### Texte source:
'''
A. Allégations de la confédération plaignante

A. Allégations de la confédération plaignante
  1. 215. Dans sa communication en date du 6 décembre 1991, l'organisation plaignante allègue d'actes de discrimination antisyndicale à l'encontre des employés gouvernementaux des Philippines, l'interdiction pour ces travailleurs de recourir à la grève et de restrictions de leurs droits syndicaux.
  2. 216. L'organisation plaignante relate qu'elle a été constituée en 1986 par plusieurs organisations professionnelles regroupant des employés gouvernementaux, dans le but de faire face, de manière concertée, à la réorganisation de l'administration gouvernementale qui, sans protestation des travailleurs concernés, aurait abouti à un grand nombre de licenciements. L'action entreprise par la confédération a abouti à l'adoption de la loi no 6656 dont les dispositions garantissent la protection de la stabilité d'emploi des fonctionnaires et employés publics dans le processus de la réorganisation de l'administration gouvernementale. Selon l'organisation plaignante, ce premier résultat a convaincu les employés gouvernementaux de l'utilité de la constitution d'organisations professionnelles afin d'affronter les restrictions de leurs droits syndicaux, ainsi que de la grève comme un moyen d'obtenir de meilleures conditions d'emploi.
  3. 217. L'organisation plaignante déclare que la réponse du gouvernement au militantisme croissant des employés gouvernementaux et à leur revendication toujours plus forte du droit de recourir à la grève a été l'adoption de l'ordonnance exécutive no 180. Elle déclare que ce texte, signé par la présidente avant la réunion de l'assemblée et ayant force de loi, reconnaît le droit d'association des employés gouvernementaux mais limite leur champ d'action en interdisant le droit de grève. Cette ordonnance a été complétée par le mémorandum-circulaire no 6 de la Commission de la fonction publique qui interdit également aux employés gouvernementaux de recourir à la grève et limite encore plus leurs moyens d'action.
  4. 218. L'organisation plaignante indique que l'adoption de ces textes n'a pas empêché ses membres de recourir à des actions organisées pour exprimer les inquiétudes des travailleurs du secteur public. Ils se sont au contraire lancés avec une nouvelle vigueur dans la lutte pour la protection des droits fondamentaux et constitutionnels d'association, de négociation collective et de recours à des moyens d'action pacifiques.
  5. 219. Elle allègue que des poursuites administratives ont été intentées contre 122 employés gouvernementaux qui avaient revendiqué leurs droits économiques et démocratiques, et que ces procédures ont abouti à des sanctions telles que des suspensions et des licenciements. Plus particulièrement, les 4 et 14 septembre 1990, 113 employés du Comité national pour le développement des parcs nationaux ont été licenciés en raison de leur participation à une manifestation de protestation organisée le 30 juillet 1990 pour obtenir la mise en oeuvre de la loi sur l'uniformisation des salaires. Par une décision de la Commission de la fonction publique en date du 8 septembre 1990, a été ordonnée la réintégration dans leurs postes, sans perte de droits, des 46 salariés licenciés le 4 septembre 1990.
'''
### Données recueillies:
'''
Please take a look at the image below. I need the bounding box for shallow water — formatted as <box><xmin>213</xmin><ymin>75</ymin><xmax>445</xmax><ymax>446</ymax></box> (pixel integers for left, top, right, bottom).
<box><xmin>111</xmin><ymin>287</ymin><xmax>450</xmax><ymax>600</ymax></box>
'''
### Consignes:
A - Recopiez le passage du texte sur la plainte syndicale qui commence par « 3. 217. L'organisation » et s'arrête après « leurs moyens d'action. ». Remplacez partout « employés gouvernementaux » par « agents publics ».
B - Reprenez le texte sur la plainte syndicale à l'endroit où il s'arrête et écrivez la suite.

### Corrigés:
A -
3. 217. L'organisation plaignante déclare que la réponse du gouvernement au militantisme croissant des agents publics et à leur revendication toujours plus forte du droit de recourir à la grève a été l'adoption de l'ordonnance exécutive no 180. Elle déclare que ce texte, signé par la présidente avant la réunion de l'assemblée et ayant force de loi, reconnaît le droit d'association des agents publics mais limite leur champ d'action en interdisant le droit de grève. Cette ordonnance a été complétée par le mémorandum-circulaire no 6 de la Commission de la fonction publique qui interdit également aux agents publics de recourir à la grève et limite encore plus leurs moyens d'action.

B -
  6. 220. L'organisation plaignante fait également état de la suspension préventive pendant quatre-vingt-dix jours de neuf employés de la Commission nationale pour le logement, tous des dirigeants syndicaux, pour avoir organisé une semaine syndicale et pour avoir exercé des pressions sur la direction afin d'obtenir le paiement aux employés d'avantages dus. Elle indique que la direction a simultanément intenté une procédure civile contre les employés et que, une fois les procédures civiles et administratives intentées, les revendications des employés ont été satisfaites. Elle indique également qu'à la date de la plainte, le 6 décembre 1991, 76 des personnes concernées (les 67 salariés du Comité national pour le développement des parcs nationaux, licenciés le 14 septembre 1990, et les neuf employés de la Commission nationale pour le logement) étaient toujours licenciées ou suspendues.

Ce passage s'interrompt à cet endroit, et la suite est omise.